▶ Texto citado
== == ==
Quem são os meus críticos? O Dr. Magalhães e Silva? Não lhe vou responder. Tomo, enquanto bastonário, as atitudes que considero serem as mais adequadas à defesa da dignidade e da defesa dos interesses da Justiça, da advocacia e dos cidadãos que os advogados representam nos tribunais. Sempre houve advogados que não ficaram muito agradados com as minhas tomadas de posição, mas a maioria gosta e escolheu-me duas vezes sucessivas para os representar. É porque estão, de algum modo, contentes com a forma como os represento.

Foi uma votação expressiva...
Mas haverá sempre pessoas descontentes. O Dr. Magalhães e Silva deveria ser a última pessoa a fazer apreciações, porque propôs-se ser bastonário, concorreu comigo e perdeu. Ao falar sobre as minhas ideias pode levantar a ideia de que ainda não digeriu a derrota e que está a fazer uma espécie de vingança pessoal. Além disso, ele esteve para ser candidato outra vez e nem para isso os meus opositores o quiseram, escolheram outro, que teve o mesmo resultado que ele. Mas ele pode exprimir as suas opiniões à vontade.

É um caso de mau perder?
Sugere ter mau perder, mas não é uma pessoa que se tenha revelado no seio da advocacia portuguesa pela lucidez das suas análises. E como tal não é uma pessoa que ouça com atenção.

Quis representar o advogado anónimo na abertura do Ano Judicial. Do ponto de vista do cidadão anónimo, a Justiça é um luxo?
O Estado transformou a Justiça num bem de luxo e quase se pode dizer que a vende a preços de mercado. As custas judiciais proíbem o acesso à Justiça. O Estado encontrou uma maneira de o proibir e encareceu-a de tal forma que a Justiça não é acessível aos cidadãos com menos recursos económicos. Devia haver quem tivesse coragem de acabar com as custas judiciais, como aconteceu em Espanha, onde a Justiça é gratuita. Estamos a falar de um bem que é essencial à pacificação social.

É um direito...
A Justiça é um direito, e se nós pagamos impostos é para que o Estado nos forneça aquilo que mais ninguém pode fornecer. A taxa justifica-se quando as pessoas podem recorrer a outro fornecedor do mesmo bem. O Estado asfixia cidadãos e empresas com impostos e depois exige-lhes que paguem taxas. Eu pago impostos, mas tenho ainda de pagar as auto- -estradas, através das taxas das portagens exorbitantes que nos cobram, tenho de pagar o ensino superior, através das propinas, tenho de pagar a Justiça à parte, através das custas, nos hospitais, através das taxas moderadoras. Isso está errado. Só deveria haver taxas onde o Estado proporcione o serviço que o cidadão possa obter noutros locais. O Estado fornece em exclusivo determinado bem e cobra taxas por esse bem. É uma grave amputação de uma das dimensões essenciais do próprio Estado de direito.

Disse que a corrupção alastrou a todos os níveis do aparelho de Estado. Quer esclarecer que níveis são esses?
== == ==
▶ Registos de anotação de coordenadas
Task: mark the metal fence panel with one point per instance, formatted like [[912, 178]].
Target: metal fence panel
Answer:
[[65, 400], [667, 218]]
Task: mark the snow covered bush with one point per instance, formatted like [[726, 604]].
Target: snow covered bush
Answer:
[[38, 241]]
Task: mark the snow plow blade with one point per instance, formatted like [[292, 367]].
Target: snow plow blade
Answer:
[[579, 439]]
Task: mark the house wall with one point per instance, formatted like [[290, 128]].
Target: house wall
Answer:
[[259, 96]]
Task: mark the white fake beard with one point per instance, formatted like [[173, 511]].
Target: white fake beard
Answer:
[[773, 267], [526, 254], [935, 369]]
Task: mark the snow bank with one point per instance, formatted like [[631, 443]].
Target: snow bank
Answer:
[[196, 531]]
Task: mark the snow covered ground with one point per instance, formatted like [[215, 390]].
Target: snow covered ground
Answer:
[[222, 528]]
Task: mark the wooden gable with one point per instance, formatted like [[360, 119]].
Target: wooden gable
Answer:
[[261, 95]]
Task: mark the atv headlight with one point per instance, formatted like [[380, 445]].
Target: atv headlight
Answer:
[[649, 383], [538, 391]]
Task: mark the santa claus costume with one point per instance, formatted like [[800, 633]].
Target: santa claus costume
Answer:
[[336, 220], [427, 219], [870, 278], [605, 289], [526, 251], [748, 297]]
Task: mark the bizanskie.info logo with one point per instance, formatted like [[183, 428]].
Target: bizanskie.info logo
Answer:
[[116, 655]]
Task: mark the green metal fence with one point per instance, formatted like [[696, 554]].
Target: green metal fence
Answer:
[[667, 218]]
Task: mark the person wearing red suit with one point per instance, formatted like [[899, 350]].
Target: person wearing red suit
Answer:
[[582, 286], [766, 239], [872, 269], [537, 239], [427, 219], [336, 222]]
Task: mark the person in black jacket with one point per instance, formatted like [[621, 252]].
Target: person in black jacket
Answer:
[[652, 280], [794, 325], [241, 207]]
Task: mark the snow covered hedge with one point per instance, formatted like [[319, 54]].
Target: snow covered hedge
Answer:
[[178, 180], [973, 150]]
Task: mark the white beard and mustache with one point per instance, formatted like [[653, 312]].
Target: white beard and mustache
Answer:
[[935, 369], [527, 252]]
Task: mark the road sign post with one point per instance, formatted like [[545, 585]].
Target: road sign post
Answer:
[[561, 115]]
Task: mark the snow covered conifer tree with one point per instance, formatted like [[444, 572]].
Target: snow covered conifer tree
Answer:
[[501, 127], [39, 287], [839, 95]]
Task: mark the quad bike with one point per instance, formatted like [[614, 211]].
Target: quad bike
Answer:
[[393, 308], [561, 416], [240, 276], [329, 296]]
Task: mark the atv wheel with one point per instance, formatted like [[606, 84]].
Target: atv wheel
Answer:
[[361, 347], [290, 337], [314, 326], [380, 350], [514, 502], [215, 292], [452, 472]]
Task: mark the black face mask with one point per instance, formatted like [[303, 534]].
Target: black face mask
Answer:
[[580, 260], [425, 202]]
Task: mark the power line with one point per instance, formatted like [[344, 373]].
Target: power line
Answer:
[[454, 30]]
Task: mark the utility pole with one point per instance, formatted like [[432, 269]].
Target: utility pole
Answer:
== == ==
▶ Tarefa 1
Segundo a entrevista sobre a Justiça, em que país a Justiça é gratuita?
▶ Tarefa 2
Prossiga, por favor, a entrevista sobre a Justiça a partir do ponto em que termina.
As linhas não são precisas para nada.

▶ Resultado da tarefa 1
Em Espanha.

▶ Resultado da tarefa 2
A frase diz tudo. Temos pessoas nos mais altos cargos do Estado a enriquecer, mas não me venha perguntar nomes. As entidades que averiguem Eu falo do que vem nos jornais. Há pessoas que andam por aí anos e anos a enriquecer no exercício das funções públicas ao mais alto nível do Estado. E parece que ninguém se incomoda com isso, acham natural. Será que estou errado? Depois vem por aí abaixo do aparelho de Estado até às autarquias. Vamos às autarquias e, num balcão qualquer, criam artificialmente dificuldades aos cidadãos para depois, por trás, vender facilidade. Isto é corrupção.

A corrupção é endémica?
Onde há poder, há corrupção. Acabar com a corrupção é uma utopia. Poderá não ser tão descarada, reduzida a níveis que não sejam tão danosos para a viabilidade e dignidade do Estado e para o próprio desenvolvimento e progresso social. Subverte as regras do desenvolvimento económico e faz com que as piores empresas sejam mais lucrativas. E que tenham mais serviços do Estado os empresários mais hábeis em influenciar os decisores públicos.

O que está a falhar?
Tem falhado tudo. A falta de vontade política e um sistema judicial que não se adaptou à modernidade, que está voltado para as profundezas do seu próprio umbigo, desalinhado com as necessidades da sociedade. O sistema judicial português entrou em conflito com a própria modernidade e desenvolvimento. Veja como funcionam os tribunais: tudo lá é superlativamente oco, prisioneiro dos formalismos e de umas liturgias que não têm nada a ver com as exigências actuais.

Um juiz queixou-se de ser alvo de escutas telefónicas. O bastonário dos advogados fala à vontade ao telefone?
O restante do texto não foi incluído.